• Required task:
Could you copy the data below, substituting "rectangle" for every "bounding box" and leaving everything else unchanged?

++++ Extracted records ++++

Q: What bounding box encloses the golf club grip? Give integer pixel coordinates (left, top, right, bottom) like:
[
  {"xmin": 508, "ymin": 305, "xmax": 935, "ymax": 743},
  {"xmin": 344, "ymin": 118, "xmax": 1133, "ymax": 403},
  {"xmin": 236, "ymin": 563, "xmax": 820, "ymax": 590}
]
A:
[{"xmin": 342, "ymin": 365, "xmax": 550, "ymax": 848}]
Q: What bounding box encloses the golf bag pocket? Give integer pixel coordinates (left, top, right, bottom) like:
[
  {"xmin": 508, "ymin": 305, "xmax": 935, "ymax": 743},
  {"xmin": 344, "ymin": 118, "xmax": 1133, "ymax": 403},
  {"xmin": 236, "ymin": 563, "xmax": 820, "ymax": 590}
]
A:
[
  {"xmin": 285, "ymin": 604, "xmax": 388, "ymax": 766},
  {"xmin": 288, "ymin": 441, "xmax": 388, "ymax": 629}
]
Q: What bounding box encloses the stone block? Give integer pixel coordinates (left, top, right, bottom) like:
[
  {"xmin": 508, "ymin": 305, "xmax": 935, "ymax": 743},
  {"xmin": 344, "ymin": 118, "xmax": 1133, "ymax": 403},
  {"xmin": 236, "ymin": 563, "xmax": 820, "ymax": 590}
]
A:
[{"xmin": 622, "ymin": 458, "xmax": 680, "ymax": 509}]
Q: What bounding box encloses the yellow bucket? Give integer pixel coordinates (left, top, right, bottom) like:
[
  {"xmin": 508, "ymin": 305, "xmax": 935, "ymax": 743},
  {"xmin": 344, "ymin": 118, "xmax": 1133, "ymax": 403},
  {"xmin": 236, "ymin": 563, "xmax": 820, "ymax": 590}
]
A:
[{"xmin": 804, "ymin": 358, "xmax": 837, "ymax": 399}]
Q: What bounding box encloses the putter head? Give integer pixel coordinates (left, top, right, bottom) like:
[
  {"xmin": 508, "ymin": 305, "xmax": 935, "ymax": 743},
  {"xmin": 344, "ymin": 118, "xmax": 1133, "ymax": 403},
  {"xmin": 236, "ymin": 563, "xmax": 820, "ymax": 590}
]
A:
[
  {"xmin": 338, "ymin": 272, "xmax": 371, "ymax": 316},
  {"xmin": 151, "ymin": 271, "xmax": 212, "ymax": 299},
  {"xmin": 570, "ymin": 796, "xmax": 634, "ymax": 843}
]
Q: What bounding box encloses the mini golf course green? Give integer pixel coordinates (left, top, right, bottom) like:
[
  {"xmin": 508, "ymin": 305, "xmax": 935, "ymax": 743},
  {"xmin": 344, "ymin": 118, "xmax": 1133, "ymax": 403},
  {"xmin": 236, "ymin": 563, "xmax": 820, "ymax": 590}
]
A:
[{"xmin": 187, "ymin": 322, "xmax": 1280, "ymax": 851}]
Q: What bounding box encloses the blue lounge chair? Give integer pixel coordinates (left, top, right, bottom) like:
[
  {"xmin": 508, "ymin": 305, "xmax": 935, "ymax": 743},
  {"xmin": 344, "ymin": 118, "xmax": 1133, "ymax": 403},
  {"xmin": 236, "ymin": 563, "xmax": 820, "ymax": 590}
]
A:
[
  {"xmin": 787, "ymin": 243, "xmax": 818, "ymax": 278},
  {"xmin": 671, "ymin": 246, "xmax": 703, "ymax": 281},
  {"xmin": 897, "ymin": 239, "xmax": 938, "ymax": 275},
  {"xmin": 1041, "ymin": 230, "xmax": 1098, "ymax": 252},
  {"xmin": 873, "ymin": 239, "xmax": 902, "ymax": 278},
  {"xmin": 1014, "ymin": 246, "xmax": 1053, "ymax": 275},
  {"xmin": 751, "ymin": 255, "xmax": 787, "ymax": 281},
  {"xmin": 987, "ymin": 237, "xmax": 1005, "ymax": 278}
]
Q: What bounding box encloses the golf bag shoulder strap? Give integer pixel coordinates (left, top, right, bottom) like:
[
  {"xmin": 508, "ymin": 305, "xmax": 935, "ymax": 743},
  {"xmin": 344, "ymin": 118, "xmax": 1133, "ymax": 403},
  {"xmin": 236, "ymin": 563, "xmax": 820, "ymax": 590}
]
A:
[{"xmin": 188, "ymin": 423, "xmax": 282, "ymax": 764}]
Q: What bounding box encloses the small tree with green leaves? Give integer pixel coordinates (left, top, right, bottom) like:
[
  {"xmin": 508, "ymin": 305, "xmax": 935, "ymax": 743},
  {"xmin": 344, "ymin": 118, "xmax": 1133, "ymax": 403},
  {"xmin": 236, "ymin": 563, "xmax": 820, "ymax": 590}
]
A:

++++

• Answer for this exercise:
Q: What rectangle encloses the golf club grip? Give integer pixel coordinates (left, top, right, bottom) like:
[
  {"xmin": 508, "ymin": 305, "xmax": 935, "ymax": 743},
  {"xmin": 344, "ymin": 118, "xmax": 1133, "ymax": 403},
  {"xmin": 236, "ymin": 563, "xmax": 820, "ymax": 590}
]
A:
[{"xmin": 342, "ymin": 365, "xmax": 550, "ymax": 848}]
Q: What rectangle encloses the golf bag pocket? Give integer pixel coordinates (left, top, right, bottom) like:
[
  {"xmin": 508, "ymin": 305, "xmax": 935, "ymax": 743},
  {"xmin": 344, "ymin": 118, "xmax": 1133, "ymax": 403},
  {"xmin": 236, "ymin": 563, "xmax": 820, "ymax": 590}
]
A:
[
  {"xmin": 285, "ymin": 604, "xmax": 388, "ymax": 766},
  {"xmin": 288, "ymin": 441, "xmax": 388, "ymax": 629}
]
Q: What rectangle encloses the stone block? Give integer pixel coordinates (left, top, right, bottom) like:
[
  {"xmin": 508, "ymin": 305, "xmax": 935, "ymax": 743},
  {"xmin": 344, "ymin": 118, "xmax": 1133, "ymax": 403},
  {"xmin": 236, "ymin": 563, "xmax": 820, "ymax": 590}
]
A:
[{"xmin": 622, "ymin": 458, "xmax": 680, "ymax": 509}]
Q: What rectangle encloses the yellow bucket? Give integer pixel coordinates (left, top, right, bottom) like:
[
  {"xmin": 508, "ymin": 305, "xmax": 935, "ymax": 743},
  {"xmin": 344, "ymin": 118, "xmax": 1133, "ymax": 403},
  {"xmin": 236, "ymin": 563, "xmax": 820, "ymax": 590}
]
A:
[{"xmin": 804, "ymin": 358, "xmax": 837, "ymax": 399}]
Q: What rectangle encloses the putter head? Give integer pixel coordinates (left, top, right, bottom) like:
[
  {"xmin": 508, "ymin": 305, "xmax": 935, "ymax": 743},
  {"xmin": 344, "ymin": 118, "xmax": 1133, "ymax": 403},
  {"xmin": 236, "ymin": 563, "xmax": 820, "ymax": 590}
]
A:
[
  {"xmin": 338, "ymin": 272, "xmax": 371, "ymax": 316},
  {"xmin": 151, "ymin": 271, "xmax": 212, "ymax": 299},
  {"xmin": 570, "ymin": 796, "xmax": 634, "ymax": 843}
]
Q: What rectangle encloses the mini golf course green? Give integer pixel coordinates (left, top, right, bottom) like:
[
  {"xmin": 508, "ymin": 305, "xmax": 935, "ymax": 743},
  {"xmin": 344, "ymin": 118, "xmax": 1133, "ymax": 403},
  {"xmin": 236, "ymin": 563, "xmax": 820, "ymax": 590}
]
A:
[{"xmin": 187, "ymin": 322, "xmax": 1280, "ymax": 851}]
Q: What rectangle encloses the blue lounge chair? Give integer pixel coordinates (left, top, right, bottom) like:
[
  {"xmin": 508, "ymin": 305, "xmax": 935, "ymax": 743},
  {"xmin": 344, "ymin": 118, "xmax": 1133, "ymax": 403},
  {"xmin": 236, "ymin": 563, "xmax": 820, "ymax": 590}
]
A:
[
  {"xmin": 787, "ymin": 243, "xmax": 818, "ymax": 278},
  {"xmin": 671, "ymin": 246, "xmax": 703, "ymax": 281},
  {"xmin": 897, "ymin": 239, "xmax": 938, "ymax": 275},
  {"xmin": 1041, "ymin": 230, "xmax": 1098, "ymax": 252},
  {"xmin": 873, "ymin": 239, "xmax": 902, "ymax": 278},
  {"xmin": 1014, "ymin": 246, "xmax": 1053, "ymax": 275},
  {"xmin": 751, "ymin": 255, "xmax": 787, "ymax": 281},
  {"xmin": 987, "ymin": 237, "xmax": 1005, "ymax": 278}
]
Q: What rectangle encloses the golf bag shoulder strap? Give integer pixel coordinates (left, top, right, bottom) like:
[
  {"xmin": 508, "ymin": 305, "xmax": 935, "ymax": 743},
  {"xmin": 344, "ymin": 118, "xmax": 1133, "ymax": 403},
  {"xmin": 236, "ymin": 563, "xmax": 820, "ymax": 590}
]
A:
[{"xmin": 188, "ymin": 423, "xmax": 282, "ymax": 764}]
Q: What rectangle encloses the small tree with green leaves? Give integer pixel coordinates (left, top, right, bottom) like:
[
  {"xmin": 508, "ymin": 305, "xmax": 935, "ymax": 743},
  {"xmin": 344, "ymin": 118, "xmax": 1133, "ymax": 403},
  {"xmin": 236, "ymin": 563, "xmax": 820, "ymax": 590}
]
A:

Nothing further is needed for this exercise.